Stated task — Without the pictures, copy the entries below word for word.

Dataset records —
....

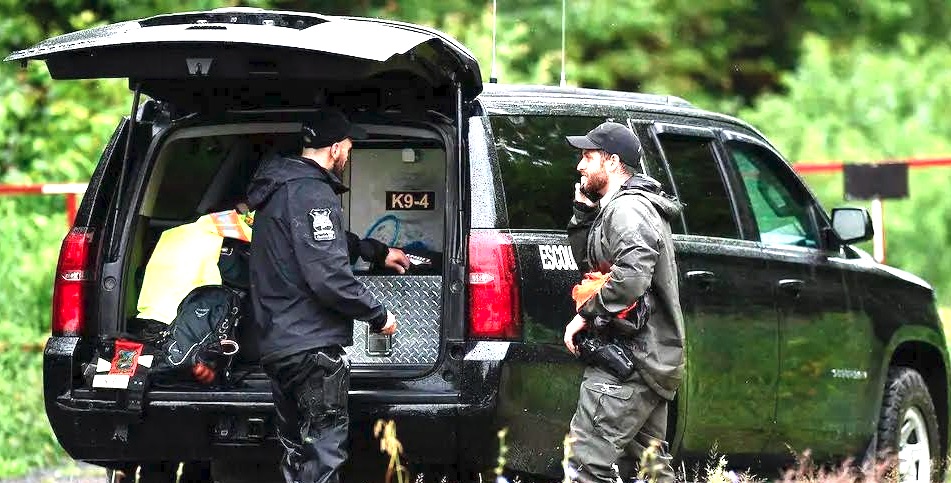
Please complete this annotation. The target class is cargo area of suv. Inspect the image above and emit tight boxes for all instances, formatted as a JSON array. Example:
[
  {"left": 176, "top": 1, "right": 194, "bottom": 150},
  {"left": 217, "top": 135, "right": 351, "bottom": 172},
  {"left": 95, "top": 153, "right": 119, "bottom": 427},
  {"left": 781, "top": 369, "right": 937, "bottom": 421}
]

....

Solution for this problem —
Please complete this annotation. The target class is cargo area of suv. Inspect the image above and emit tight boxes for all instances, formatted as a JSON array. Example:
[
  {"left": 176, "top": 1, "right": 194, "bottom": 150},
  {"left": 217, "top": 135, "right": 351, "bottom": 172},
  {"left": 95, "top": 153, "right": 119, "bottom": 427},
  {"left": 781, "top": 369, "right": 937, "bottom": 421}
]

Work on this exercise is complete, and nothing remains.